PROVIDED RECORDS

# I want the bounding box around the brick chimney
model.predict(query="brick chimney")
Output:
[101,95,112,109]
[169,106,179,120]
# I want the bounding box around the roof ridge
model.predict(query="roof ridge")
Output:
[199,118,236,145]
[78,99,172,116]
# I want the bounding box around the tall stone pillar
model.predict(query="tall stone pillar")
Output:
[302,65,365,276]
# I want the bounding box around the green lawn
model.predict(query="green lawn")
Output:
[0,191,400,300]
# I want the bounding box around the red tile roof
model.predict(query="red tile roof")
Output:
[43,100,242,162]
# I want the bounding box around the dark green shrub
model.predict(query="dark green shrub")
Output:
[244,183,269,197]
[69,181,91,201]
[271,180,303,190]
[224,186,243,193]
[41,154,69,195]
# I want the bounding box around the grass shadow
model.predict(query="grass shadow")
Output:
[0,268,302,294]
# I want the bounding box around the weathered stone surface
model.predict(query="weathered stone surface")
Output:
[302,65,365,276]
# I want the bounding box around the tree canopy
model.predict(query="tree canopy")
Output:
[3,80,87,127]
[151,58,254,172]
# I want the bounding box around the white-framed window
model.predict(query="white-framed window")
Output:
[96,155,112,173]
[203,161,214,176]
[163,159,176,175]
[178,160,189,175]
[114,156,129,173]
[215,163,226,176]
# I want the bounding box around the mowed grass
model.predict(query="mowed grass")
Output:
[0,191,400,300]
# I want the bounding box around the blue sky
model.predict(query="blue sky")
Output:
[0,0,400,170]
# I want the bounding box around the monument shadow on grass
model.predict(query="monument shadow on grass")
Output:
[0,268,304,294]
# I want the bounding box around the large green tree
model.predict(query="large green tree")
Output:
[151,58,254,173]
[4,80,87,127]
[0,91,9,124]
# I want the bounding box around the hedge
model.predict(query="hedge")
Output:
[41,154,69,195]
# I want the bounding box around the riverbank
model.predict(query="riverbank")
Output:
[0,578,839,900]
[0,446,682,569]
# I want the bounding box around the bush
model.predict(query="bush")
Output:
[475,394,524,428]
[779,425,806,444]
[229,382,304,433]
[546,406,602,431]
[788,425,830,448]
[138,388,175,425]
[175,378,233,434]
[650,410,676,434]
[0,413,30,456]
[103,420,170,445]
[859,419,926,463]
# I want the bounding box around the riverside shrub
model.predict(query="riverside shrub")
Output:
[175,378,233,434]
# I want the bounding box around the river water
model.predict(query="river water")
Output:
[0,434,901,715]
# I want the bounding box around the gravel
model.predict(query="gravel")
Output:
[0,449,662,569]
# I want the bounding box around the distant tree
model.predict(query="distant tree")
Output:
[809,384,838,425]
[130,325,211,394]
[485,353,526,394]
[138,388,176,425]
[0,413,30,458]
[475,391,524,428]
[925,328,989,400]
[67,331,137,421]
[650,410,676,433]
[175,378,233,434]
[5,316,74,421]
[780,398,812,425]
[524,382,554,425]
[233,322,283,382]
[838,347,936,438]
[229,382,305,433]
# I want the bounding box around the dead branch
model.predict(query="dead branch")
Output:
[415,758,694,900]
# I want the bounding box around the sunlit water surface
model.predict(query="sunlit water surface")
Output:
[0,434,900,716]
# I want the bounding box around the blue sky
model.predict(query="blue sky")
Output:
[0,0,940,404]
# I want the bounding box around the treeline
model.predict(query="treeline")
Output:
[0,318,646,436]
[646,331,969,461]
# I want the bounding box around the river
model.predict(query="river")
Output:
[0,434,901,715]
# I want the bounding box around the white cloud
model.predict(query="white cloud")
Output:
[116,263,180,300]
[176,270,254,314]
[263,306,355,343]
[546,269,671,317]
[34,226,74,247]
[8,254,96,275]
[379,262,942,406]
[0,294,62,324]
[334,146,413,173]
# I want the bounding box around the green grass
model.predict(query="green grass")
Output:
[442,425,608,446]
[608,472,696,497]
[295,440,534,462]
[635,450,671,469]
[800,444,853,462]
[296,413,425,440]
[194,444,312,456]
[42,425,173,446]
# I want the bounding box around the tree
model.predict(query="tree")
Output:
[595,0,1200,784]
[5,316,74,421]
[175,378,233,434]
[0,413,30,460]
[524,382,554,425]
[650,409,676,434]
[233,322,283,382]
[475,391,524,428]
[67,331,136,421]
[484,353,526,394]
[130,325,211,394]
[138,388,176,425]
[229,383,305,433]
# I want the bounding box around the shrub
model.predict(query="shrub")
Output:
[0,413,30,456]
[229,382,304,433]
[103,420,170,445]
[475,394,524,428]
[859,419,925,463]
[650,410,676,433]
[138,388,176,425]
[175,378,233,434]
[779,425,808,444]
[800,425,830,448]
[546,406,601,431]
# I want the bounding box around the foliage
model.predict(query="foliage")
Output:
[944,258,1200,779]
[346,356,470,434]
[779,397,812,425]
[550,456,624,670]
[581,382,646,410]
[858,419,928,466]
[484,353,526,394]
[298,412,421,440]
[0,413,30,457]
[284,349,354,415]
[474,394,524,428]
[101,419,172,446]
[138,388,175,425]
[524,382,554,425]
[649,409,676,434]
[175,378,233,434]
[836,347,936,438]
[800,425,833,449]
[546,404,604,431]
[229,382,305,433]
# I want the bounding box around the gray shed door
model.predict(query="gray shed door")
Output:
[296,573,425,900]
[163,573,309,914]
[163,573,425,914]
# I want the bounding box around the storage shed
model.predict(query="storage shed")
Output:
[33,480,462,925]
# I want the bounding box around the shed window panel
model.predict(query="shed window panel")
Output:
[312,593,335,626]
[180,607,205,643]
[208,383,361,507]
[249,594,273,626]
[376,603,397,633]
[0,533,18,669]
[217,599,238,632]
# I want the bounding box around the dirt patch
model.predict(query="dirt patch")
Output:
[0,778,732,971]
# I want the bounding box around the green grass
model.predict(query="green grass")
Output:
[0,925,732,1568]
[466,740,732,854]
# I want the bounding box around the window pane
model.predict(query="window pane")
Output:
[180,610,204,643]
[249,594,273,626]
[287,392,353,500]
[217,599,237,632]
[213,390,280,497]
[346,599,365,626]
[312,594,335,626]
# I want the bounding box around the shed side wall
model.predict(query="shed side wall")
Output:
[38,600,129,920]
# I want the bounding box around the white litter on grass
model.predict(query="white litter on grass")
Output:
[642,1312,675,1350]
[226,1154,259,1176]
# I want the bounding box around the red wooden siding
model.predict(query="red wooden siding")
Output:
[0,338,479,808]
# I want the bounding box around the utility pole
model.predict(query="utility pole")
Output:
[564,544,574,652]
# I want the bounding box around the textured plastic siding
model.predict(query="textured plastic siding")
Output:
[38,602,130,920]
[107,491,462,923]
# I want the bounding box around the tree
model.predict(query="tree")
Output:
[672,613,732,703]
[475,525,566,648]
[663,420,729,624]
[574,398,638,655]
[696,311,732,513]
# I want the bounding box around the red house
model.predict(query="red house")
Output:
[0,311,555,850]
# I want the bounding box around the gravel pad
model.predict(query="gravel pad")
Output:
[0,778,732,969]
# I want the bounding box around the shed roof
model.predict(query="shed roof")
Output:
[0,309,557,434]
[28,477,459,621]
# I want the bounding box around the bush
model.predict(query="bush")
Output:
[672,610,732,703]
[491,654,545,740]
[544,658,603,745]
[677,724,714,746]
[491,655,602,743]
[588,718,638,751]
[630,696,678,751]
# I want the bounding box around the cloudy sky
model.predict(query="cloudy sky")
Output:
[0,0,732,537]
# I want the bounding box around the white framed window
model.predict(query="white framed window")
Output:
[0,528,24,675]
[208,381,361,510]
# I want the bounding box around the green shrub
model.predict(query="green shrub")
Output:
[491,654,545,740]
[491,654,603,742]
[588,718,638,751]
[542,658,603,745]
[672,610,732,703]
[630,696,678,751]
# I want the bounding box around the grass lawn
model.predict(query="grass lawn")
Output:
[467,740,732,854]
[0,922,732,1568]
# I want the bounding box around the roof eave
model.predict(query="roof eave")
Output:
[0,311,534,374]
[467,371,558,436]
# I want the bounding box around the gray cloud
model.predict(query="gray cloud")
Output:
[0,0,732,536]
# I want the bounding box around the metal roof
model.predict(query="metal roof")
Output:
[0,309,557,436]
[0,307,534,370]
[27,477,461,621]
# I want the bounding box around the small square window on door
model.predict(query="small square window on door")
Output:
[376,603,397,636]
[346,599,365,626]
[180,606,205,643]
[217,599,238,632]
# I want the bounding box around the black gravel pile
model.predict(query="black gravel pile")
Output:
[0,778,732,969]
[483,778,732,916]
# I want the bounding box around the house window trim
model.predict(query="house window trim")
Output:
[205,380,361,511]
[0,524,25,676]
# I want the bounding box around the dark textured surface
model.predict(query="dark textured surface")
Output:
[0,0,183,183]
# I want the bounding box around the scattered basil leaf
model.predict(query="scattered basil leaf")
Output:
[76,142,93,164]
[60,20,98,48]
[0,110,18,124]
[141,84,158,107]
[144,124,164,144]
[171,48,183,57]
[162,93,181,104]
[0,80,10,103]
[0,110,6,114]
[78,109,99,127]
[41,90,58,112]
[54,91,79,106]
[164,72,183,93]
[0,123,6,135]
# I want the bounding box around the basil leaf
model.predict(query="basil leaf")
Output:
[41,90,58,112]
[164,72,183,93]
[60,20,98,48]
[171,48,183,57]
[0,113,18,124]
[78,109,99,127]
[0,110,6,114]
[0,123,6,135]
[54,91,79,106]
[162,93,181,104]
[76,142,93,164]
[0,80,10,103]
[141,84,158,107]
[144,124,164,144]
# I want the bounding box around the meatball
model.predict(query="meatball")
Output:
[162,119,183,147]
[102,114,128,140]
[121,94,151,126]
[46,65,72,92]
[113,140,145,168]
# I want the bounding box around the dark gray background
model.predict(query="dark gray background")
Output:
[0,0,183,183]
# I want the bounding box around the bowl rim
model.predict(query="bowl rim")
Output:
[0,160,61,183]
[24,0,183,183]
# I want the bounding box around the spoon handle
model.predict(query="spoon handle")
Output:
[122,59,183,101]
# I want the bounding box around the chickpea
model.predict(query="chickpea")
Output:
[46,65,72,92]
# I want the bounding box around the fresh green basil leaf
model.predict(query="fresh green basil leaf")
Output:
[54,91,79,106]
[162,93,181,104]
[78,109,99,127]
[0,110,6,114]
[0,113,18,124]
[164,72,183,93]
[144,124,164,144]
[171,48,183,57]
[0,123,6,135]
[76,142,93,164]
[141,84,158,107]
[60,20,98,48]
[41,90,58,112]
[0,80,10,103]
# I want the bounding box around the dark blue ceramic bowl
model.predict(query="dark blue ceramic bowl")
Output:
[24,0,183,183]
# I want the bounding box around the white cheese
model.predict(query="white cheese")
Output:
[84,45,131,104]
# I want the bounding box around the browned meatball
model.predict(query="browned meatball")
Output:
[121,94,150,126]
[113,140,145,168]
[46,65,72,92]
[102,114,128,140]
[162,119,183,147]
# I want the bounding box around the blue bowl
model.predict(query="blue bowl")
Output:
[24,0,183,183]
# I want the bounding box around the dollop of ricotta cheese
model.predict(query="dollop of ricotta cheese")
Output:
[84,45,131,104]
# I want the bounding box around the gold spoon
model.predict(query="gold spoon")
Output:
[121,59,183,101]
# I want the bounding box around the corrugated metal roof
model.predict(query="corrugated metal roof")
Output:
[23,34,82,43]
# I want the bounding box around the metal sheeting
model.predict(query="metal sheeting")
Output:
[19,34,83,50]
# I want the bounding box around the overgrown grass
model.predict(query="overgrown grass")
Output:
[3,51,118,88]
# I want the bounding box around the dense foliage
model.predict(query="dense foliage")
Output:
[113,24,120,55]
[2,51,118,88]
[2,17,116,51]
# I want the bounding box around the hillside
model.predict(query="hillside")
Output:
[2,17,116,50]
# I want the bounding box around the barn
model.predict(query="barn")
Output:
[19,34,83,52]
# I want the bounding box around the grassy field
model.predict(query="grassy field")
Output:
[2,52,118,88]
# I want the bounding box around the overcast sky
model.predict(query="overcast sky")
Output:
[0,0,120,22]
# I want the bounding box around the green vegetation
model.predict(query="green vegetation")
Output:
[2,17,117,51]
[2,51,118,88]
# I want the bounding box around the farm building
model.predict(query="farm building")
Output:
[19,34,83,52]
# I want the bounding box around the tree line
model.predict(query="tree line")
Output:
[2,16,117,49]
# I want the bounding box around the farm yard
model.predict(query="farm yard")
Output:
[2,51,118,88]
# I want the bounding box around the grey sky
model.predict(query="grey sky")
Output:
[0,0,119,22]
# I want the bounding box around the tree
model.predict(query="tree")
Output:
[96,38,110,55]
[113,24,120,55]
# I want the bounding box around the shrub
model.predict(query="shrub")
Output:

GOAL OF THE EXERCISE
Repeat, exactly and only, the lines above from the one containing "# I want the bounding box around the blue bowl" through the end of the material.

RESPONSE
# I want the bounding box around the blue bowl
model.predict(query="blue bowl")
Output:
[24,0,183,183]
# I want the bounding box around the dollop of ricotta cheese
model.predict(query="dollop of ricotta cheese")
Output:
[84,45,131,104]
# I want the bounding box around the gold spoon
model.predict(query="gold spoon")
Output:
[121,59,183,101]
# I want the bounding box around the corrugated metal roof
model.predict(query="corrugated metal roof")
Output:
[23,34,82,43]
# I want the bounding box around the metal sheeting
model.predict(query="metal sheeting")
Output:
[19,34,83,50]
# I want the bounding box around the overgrown grass
model.predict(query="overgrown grass")
Output:
[3,51,118,88]
# I want the bounding box around the dense foliage
model.predict(query="dense foliage")
Output:
[113,24,120,55]
[2,51,118,88]
[2,17,116,51]
# I want the bounding box around the hillside
model.predict(query="hillside")
Output:
[2,17,116,50]
# I want the bounding box around the barn
model.predict(query="barn")
Output:
[19,34,83,52]
# I want the bounding box around the grassy field
model.predict(query="grassy field")
Output:
[2,52,118,88]
# I want the bounding box around the overcast sky
model.predict(query="overcast sky")
Output:
[0,0,120,22]
# I want the bounding box around the green vegetation
model.predict(query="green vegetation")
Output:
[2,17,117,51]
[2,51,118,88]
# I want the bounding box around the farm building
model.predict(query="farm building")
Output:
[19,34,83,52]
# I want the bounding box around the tree line
model.predict(query="tree line")
Output:
[2,16,117,49]
# I want the bounding box around the farm yard
model.predict(query="farm yard")
Output:
[2,51,118,88]
# I want the bounding box around the grey sky
model.predict(query="grey sky")
Output:
[0,0,119,22]
# I want the bounding box around the tree
model.predict(query="tree")
Output:
[96,38,110,55]
[113,24,120,55]
# I want the bounding box around the shrub
model.predict(query="shrub")
Output:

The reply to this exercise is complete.